→ Records for this task:
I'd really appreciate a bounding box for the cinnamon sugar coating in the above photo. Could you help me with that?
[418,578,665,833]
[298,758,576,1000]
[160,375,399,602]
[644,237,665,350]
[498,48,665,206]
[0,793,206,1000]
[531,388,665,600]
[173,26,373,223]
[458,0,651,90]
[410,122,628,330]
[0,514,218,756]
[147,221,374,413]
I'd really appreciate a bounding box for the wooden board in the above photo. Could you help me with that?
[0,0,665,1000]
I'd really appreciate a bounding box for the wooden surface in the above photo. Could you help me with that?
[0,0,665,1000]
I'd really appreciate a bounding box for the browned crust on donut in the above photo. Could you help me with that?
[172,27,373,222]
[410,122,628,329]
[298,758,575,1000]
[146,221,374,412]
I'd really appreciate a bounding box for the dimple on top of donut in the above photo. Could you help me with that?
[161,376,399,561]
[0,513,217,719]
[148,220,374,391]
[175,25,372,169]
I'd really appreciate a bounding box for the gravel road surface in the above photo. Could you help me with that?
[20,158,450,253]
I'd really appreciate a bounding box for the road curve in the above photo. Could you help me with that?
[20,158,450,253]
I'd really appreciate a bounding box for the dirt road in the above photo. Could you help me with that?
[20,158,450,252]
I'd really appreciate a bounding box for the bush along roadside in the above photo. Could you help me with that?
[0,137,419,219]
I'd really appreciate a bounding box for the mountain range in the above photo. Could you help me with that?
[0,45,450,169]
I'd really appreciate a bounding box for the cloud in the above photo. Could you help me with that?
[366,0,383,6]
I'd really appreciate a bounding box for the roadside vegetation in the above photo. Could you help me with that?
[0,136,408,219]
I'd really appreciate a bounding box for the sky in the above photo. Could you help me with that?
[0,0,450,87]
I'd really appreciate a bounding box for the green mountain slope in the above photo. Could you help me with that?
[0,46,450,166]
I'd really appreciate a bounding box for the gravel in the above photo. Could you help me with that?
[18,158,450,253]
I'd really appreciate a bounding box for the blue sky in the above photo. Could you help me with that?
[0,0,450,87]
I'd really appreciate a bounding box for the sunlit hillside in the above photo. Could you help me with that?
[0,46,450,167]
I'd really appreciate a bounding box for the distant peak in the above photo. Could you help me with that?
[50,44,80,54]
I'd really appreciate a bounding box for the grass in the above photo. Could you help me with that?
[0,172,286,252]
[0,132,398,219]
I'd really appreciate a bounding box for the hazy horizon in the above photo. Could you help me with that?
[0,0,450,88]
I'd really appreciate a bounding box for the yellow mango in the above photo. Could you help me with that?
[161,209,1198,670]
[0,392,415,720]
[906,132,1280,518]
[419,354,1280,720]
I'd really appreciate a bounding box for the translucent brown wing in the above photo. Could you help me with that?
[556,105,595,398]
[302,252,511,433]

==

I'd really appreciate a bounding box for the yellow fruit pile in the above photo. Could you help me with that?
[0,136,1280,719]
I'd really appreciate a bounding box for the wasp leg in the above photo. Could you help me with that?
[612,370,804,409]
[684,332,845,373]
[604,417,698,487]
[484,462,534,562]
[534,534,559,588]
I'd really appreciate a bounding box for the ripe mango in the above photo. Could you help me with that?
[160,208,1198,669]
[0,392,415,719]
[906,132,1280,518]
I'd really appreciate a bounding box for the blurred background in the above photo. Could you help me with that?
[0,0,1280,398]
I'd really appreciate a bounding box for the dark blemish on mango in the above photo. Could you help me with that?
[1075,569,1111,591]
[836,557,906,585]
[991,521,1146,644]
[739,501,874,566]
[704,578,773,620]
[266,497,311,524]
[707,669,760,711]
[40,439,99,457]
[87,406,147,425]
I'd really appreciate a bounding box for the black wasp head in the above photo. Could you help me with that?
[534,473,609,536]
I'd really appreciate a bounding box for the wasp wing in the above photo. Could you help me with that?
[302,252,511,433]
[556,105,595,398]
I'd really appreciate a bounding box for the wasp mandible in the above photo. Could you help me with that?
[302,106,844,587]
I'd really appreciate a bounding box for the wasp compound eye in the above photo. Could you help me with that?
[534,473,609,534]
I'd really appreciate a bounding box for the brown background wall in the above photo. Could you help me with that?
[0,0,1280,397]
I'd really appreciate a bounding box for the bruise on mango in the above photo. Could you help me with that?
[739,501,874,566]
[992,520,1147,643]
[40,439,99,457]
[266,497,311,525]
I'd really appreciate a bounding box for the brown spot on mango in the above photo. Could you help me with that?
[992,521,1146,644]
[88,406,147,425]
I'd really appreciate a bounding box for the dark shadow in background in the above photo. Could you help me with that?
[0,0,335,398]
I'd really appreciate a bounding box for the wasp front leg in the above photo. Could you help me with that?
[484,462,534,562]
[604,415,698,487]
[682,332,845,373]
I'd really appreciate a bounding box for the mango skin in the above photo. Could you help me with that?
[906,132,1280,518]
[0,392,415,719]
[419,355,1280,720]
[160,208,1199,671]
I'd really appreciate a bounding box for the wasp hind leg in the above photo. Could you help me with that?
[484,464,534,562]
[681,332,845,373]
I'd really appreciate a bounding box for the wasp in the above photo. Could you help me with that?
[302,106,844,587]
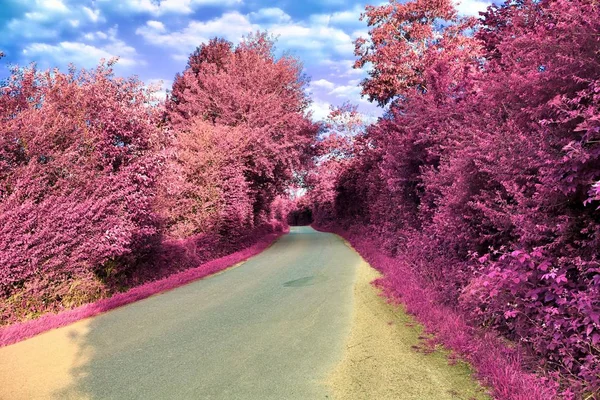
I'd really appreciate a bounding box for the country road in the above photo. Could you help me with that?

* * *

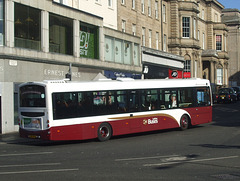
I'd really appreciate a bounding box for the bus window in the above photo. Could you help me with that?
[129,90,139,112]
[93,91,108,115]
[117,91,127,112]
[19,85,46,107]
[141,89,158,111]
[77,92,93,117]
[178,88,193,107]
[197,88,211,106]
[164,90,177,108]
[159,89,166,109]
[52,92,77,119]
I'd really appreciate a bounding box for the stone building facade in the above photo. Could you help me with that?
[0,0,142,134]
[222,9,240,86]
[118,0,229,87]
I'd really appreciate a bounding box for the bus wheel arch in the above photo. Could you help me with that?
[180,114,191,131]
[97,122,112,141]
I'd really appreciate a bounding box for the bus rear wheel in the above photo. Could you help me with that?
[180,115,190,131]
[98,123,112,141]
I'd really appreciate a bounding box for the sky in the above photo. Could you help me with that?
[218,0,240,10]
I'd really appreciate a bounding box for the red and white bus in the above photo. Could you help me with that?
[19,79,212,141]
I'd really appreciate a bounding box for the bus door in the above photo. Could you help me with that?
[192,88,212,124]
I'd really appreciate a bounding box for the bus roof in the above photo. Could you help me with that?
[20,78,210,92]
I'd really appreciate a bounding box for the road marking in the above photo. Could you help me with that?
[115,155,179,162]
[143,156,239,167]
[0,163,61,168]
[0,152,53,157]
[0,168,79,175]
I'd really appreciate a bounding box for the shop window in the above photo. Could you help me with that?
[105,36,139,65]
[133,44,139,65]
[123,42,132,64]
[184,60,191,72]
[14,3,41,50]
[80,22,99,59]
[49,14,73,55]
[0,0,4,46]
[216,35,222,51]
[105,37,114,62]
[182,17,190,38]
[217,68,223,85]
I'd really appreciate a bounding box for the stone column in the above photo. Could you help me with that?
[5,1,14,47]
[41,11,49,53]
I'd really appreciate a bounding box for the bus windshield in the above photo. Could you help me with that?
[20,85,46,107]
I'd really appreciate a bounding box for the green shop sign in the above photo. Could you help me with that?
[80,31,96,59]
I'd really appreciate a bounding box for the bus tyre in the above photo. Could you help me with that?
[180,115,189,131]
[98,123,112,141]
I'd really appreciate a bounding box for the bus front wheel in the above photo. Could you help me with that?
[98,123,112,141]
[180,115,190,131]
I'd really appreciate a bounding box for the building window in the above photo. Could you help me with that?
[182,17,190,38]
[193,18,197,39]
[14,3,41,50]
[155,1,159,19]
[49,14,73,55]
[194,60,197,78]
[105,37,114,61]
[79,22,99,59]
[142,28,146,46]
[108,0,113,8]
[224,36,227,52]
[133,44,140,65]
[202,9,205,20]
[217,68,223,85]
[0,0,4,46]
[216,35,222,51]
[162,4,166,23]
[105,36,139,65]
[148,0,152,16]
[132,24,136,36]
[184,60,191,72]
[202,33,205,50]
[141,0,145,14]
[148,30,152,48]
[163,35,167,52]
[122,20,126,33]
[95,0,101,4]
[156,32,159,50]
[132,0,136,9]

→ What this task involves: Convert the stretch of material from the line containing "I'd really appreciate a bounding box for the road curve" through the line containing "[20,158,450,252]" into a Markdown table with the columns Row and Entry. Put a sequential number under Row and each line under Entry, and skip any blank lines.

→ Result below:
| Row | Entry |
|---|---|
| 1 | I'd really appreciate a bounding box for the road curve in the above photo. Could you help me with that? |
| 2 | [20,158,450,253] |
| 3 | I'd really appreciate a bounding box for the dirt road in the above photo. Could you help me with that? |
| 4 | [20,158,450,252] |